- Task A
In the essay about a long distance relationship, how many weeks of talking to T passed before the writer knew they wanted something more than a friendship?
- Task B
Please write the next part of the essay about a long distance relationship, picking up after its final sentence.

Long distance is a choice you make based on the way you feel. Do we necessarily want to be in a long distance? Of course not! We would love to spend everyday with each other and it will take a lot of effort to come to this day. I have learned a lot from this long distance relationship, and as I’ve gotten older I have learned to make my own choices with the person that I want to be with. I have been in a long distance relationship before I met T and I was a little too young to understand what I wanted in life or what sort of person that I wanted to be with, it was more of a puppy love than a love that you have for someone, once you start to grow as a person.
I met T at a vulnerable time in my life and I met him two to three months after my previous relationship. I was going through a lot (not with the previous relationship, but as an individual). My soul was lost and all I ever wanted was to find a good person to have a conversation with. After my previous relationship, I took advantage of being “single” and explored my options with a lot of different men (or should I say boys). It never really got to a sexually physical stage, but yes a few nudes and sex chats were involved. It got to the point where it was not just one guy I was “talking” to, it had started to build up and I felt so disgusted with myself. The girl who always talked about self-respect no longer respected herself. Every time I had a conversation with the opposite sex, it would always turn left.
However, T was different. Different in a way where he actually wanted to have a conversation with me. We talked about our life; our relationships. Our chats turned into phone calls and phone calls turned into video calls. Day by day our bond for each other started to build. After three weeks of talking to T, I knew that I wanted something more with him, something more than a friendship. Three months later he told me he loves me, and I guess I was glad he said it first (but really, I was in love with him first).

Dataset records

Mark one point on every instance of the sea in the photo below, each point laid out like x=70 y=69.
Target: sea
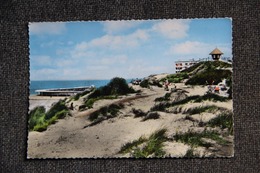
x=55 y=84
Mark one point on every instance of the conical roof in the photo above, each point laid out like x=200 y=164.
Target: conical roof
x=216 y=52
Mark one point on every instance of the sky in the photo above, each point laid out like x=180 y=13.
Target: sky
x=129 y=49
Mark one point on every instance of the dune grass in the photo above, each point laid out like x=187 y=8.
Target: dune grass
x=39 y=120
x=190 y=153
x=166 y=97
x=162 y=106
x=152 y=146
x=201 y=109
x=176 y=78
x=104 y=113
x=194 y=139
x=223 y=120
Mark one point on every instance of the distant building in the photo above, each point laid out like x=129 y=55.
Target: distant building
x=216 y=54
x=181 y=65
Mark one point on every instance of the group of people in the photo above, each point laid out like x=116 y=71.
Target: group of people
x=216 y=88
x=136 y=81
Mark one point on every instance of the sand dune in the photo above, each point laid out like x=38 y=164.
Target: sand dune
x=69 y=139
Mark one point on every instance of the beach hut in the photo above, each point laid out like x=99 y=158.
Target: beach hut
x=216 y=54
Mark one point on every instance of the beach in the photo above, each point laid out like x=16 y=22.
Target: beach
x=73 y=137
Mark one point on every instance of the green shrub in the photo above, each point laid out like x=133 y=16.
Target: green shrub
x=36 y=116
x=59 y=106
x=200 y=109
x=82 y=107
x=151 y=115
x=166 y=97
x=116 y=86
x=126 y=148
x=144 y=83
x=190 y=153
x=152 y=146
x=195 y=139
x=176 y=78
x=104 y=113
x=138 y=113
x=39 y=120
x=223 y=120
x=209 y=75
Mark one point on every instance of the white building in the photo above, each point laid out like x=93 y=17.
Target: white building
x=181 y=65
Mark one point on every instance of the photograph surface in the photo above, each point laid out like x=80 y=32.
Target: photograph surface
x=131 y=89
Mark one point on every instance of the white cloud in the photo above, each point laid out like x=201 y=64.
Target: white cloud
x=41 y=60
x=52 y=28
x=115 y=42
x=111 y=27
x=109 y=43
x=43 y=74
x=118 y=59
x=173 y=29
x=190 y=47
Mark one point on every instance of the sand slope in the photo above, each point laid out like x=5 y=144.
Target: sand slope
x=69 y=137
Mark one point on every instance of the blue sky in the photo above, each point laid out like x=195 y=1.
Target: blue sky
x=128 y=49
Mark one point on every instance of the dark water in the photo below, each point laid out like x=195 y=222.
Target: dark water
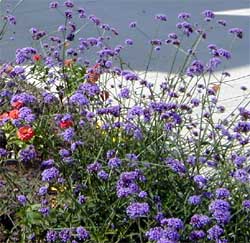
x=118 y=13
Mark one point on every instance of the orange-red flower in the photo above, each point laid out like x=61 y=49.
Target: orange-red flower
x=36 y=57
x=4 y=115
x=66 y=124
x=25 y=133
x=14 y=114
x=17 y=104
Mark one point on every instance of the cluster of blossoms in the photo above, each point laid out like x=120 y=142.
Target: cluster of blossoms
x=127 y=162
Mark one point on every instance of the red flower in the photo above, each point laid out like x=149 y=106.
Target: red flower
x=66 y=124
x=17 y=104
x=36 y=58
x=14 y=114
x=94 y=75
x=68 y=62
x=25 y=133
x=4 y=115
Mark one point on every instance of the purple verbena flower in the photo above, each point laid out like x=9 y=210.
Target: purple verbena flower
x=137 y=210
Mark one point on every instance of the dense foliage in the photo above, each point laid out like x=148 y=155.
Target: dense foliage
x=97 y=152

- Task output A
Three weeks.

- Task output B
Don’t think we argue? Think again, because we do that all the time. The first few months of our relationship were a nightmare, we would argue all the time and because this was a new relationship we didn’t understand each other as much. As months went by we realised what we needed to do to make this relationship work, and that consisted of changing our old habits, having closure with previous relationships, communicating, trusting each other and trying to make each other happy.
T and I have gone through a lot of things to make this relationship work. Like I have mentioned above we both had to adjust to this relationship and that took a lot of arguments, old flames interfering and taking “breaks”. Regardless of the things we went through we love each other dearly (he is my favourite human). Since we both know how hard it was to make this relationship work, we honestly hate it with a passion when other people interfere.
On September 23rd I went to see him in Yangon and this happened:
He has been a blessing to my life and I honestly do not care if people try and interfere or tell me to think otherwise. This is who I want to be with and I hope this is going to be “forever”.
If you’re reading this, I love you ❤
See you soon.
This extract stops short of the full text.